### [DESCRIPTION OF THE TASK]
Set down all the entries again, word for word.

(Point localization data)
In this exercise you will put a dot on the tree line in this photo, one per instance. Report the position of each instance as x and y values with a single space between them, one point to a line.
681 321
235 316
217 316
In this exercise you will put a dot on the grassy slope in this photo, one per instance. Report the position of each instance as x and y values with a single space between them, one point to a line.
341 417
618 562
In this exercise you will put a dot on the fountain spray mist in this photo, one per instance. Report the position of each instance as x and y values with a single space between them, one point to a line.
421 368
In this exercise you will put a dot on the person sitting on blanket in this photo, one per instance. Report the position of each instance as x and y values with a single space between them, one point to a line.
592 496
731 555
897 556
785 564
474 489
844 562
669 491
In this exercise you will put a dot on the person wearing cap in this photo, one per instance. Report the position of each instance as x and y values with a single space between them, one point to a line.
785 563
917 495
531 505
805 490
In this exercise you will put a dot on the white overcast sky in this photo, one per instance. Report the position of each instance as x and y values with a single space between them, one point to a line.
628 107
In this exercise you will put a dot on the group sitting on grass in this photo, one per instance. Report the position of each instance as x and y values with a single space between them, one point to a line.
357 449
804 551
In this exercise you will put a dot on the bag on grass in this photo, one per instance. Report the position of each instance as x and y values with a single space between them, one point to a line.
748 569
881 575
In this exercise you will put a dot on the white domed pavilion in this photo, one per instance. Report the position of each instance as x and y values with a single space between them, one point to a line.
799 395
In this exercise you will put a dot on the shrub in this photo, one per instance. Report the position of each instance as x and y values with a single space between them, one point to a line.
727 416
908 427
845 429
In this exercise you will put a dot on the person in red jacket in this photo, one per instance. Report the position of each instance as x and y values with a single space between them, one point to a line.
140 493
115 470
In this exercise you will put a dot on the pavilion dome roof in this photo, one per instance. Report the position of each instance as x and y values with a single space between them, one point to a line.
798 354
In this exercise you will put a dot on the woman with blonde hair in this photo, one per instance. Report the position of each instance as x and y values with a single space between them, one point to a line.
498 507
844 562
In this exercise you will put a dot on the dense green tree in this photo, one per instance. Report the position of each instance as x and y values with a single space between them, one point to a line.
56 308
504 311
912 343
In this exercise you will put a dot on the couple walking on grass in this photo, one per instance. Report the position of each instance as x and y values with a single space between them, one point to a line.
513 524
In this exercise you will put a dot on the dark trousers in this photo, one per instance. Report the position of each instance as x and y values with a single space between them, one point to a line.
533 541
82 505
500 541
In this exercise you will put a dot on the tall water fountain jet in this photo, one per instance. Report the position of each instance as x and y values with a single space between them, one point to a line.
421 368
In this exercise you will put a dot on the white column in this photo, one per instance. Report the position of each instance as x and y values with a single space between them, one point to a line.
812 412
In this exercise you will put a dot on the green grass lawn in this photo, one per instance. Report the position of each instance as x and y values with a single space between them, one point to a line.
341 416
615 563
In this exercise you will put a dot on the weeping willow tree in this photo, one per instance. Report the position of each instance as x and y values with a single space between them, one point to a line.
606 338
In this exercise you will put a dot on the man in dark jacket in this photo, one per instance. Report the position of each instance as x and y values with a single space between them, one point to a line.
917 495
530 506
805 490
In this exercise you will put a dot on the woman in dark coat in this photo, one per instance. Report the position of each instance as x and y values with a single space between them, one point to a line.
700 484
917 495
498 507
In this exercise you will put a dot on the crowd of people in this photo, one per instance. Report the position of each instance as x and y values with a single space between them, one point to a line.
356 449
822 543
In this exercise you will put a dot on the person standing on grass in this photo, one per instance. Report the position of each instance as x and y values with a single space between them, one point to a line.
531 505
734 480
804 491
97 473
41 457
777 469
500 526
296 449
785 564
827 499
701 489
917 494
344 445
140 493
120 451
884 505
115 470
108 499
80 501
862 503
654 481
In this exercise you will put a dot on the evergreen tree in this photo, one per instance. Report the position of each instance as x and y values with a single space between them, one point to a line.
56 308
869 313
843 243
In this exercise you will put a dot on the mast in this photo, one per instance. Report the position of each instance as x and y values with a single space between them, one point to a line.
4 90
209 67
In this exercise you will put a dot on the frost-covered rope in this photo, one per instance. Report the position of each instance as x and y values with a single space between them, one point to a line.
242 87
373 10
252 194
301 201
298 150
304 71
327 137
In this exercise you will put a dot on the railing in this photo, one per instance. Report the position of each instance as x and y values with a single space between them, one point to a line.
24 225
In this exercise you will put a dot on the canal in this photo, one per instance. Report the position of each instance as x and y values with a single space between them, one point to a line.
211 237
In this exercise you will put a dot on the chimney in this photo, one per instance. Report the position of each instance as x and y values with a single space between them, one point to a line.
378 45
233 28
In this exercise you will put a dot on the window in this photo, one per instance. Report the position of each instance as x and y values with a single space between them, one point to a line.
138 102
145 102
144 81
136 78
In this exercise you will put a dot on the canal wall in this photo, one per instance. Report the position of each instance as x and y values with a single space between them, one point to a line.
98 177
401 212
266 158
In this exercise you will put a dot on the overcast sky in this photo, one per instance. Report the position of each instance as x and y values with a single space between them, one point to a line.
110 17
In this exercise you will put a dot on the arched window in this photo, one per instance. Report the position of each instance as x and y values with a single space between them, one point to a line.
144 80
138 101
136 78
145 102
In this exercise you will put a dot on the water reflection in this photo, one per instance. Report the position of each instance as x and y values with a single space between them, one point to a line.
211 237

### [RESPONSE AREA]
In this exercise you will put a dot on the tree line in this photo, one per instance. Report the position of each instance as x and y values with a single space between them, one point to a line.
681 321
235 316
217 316
In this exercise you will put a dot on the grassy slope in this photo, one per instance. Report the position of each instance as x and y values with a single space between them, one point to a line.
341 417
618 562
In this exercise you will put a dot on the fountain spray mist in this photo, one per instance. Report the position of each instance as x and y values with a single space between them, one point to a line.
421 368
In this exercise you will put a dot on the person sitting on blanket in this photo, one per instance. Report the position of each instance as x and y values with a single space between them, one point to a line.
592 496
731 555
897 556
785 564
474 489
844 562
669 491
In this exercise you will put a dot on the person wearing cap in this photo, one per instance. Report the position of each instance as x and y values with a single space between them, one point to a line.
785 563
917 495
531 505
805 490
In this exercise you will put a dot on the white overcast sky in this photo, one per instance. Report the position of each instance as x and y values with a single space between them, one point to a line.
628 107
In this exercise you will put a dot on the group sitting on grass in this photo, one per instance. Report the position of each instance as x and y values with a single space between them, one point to a line.
357 449
804 551
In this exercise you will put a dot on the bag on grass in this photo, one per instance. Report the position of each instance as x and y values with a single space between them, one point to a line.
748 569
881 575
In this exercise you will put a dot on the white domed pavilion in this photo, one per instance. Report the position of each instance as x and y values with a single space between them, one point to a line.
799 395
In this exercise you will put a dot on the shrub in this photo, one per instance. Report the position of each instance as x and y values with a single space between them, one point to a line.
727 416
908 427
845 429
In this exercise you will put a dot on the person in red jacket in this photo, one per instance. Report the position of each instance as x and y values with a single space between them, one point to a line.
140 493
115 470
In this exercise you will put a dot on the pavilion dome roof in this photo, one per instance. Report the position of each instance as x and y values with a single space between them, one point to a line.
798 354
In this exercise you will put a dot on the woman with blonde hair in this photo, one per instance. Report the position of each instance as x and y values with a single space between them, one point to a line.
498 507
844 562
In this exercise you will put a dot on the dense green tree in this photo, one per instance. Report the position of each instance as x and y values with a single space between them, one point to a line.
56 308
504 311
912 343
In this exercise you will put a dot on the couple walking on grass in this photo, one per instance. Report the position of each instance as x and y values with a single space between them, one point to a line.
513 524
In this exercise you will put a dot on the dark trousers in this photo, one per instance. Report the position of each instance as x and y values with a single space between them, one point to a line.
533 541
82 505
500 541
In this exercise you will put a dot on the tall water fountain jet in this photo, one per instance. Report the position of each instance as x and y values with a single space between them, one point to a line.
421 368
In this exercise you will put a dot on the white column in this photo, one per instance. Report the position of each instance as x and y values with a single space between them, one point to a line.
812 412
In this exercise you will put a dot on the green grass lawn in this photo, one per instance. Report the position of each instance as x and y values with a single space between them, one point to a line.
341 416
615 563
In this exercise you will put a dot on the weeping willow tree in this photo, one per instance. Report the position of each instance as x and y values with a single space between them, one point to a line.
606 338
In this exercise you will put a dot on the man in dark jacket in this photo, one per instance. Report the position of each instance as x and y values with a single space between them, one point to a line.
917 495
530 506
805 490
In this exercise you will put a dot on the woman in dark coat in this photo, one per instance. Report the position of each instance as x and y values with a single space between them, one point to a line.
700 484
917 495
498 507
In this exercise you will put a dot on the crowd of people in this photo, one per instance. Report the position of each instance as x and y values with a single space between them, one point to a line.
356 449
822 543
In this exercise you will put a dot on the person standing on grass in this photo, one per instance. Report the position of each instance as x and y values with a single space between them, one point to a line.
531 505
734 480
804 491
97 473
41 457
777 469
500 526
296 449
785 564
827 499
701 489
917 494
344 445
140 493
120 451
884 505
115 470
108 499
80 501
862 503
654 481
In this exercise you will put a dot on the evergreen tree in this photo, one per instance. Report the position of each instance as x and y values with a single space between them, one point to a line.
56 308
869 313
843 243
In this exercise you will put a dot on the mast in this photo, one per instance. Report the position of each instance as x and y values with a single space between them, one point to a line.
4 90
209 67
In this exercise you will put a dot on the frost-covered rope in this photo, one per instance. Report the position of each instance as x and y values with a single space between them, one point to a line.
242 87
373 10
252 194
301 201
298 150
304 71
327 137
In this exercise you will put a dot on the railing in this photo, one per instance. Report the position of each instance as x and y values with a single space between them, one point to a line.
24 225
In this exercise you will put a dot on the canal in this photo, one per instance. Report the position of each instance as x and y values with a single space between them, one point to a line.
211 237
In this exercise you will put a dot on the chimney in this photo, one per instance. Report the position of each instance as x and y values with a single space between them, one point to a line.
378 45
233 28
In this exercise you will put a dot on the window in this photo, one per instance. Report the position of each instance as x and y values with a single space between them, one point to a line.
138 102
145 102
144 81
136 78
In this exercise you will put a dot on the canal wall in this photo, one per instance. Report the position of each instance as x and y values with a single space between them, one point to a line.
98 177
401 212
266 158
In this exercise you will put a dot on the overcast sky in this photo, one per instance. Report the position of each instance as x and y values with a single space between them, one point to a line.
110 17
In this exercise you will put a dot on the arched window in this photo, one per instance. Report the position of each instance as x and y values with a single space between them, one point to a line.
144 80
138 101
136 78
145 102
In this exercise you will put a dot on the water reflection in this photo, one per instance. Report the position of each instance as x and y values with a single space between them, one point to a line.
211 237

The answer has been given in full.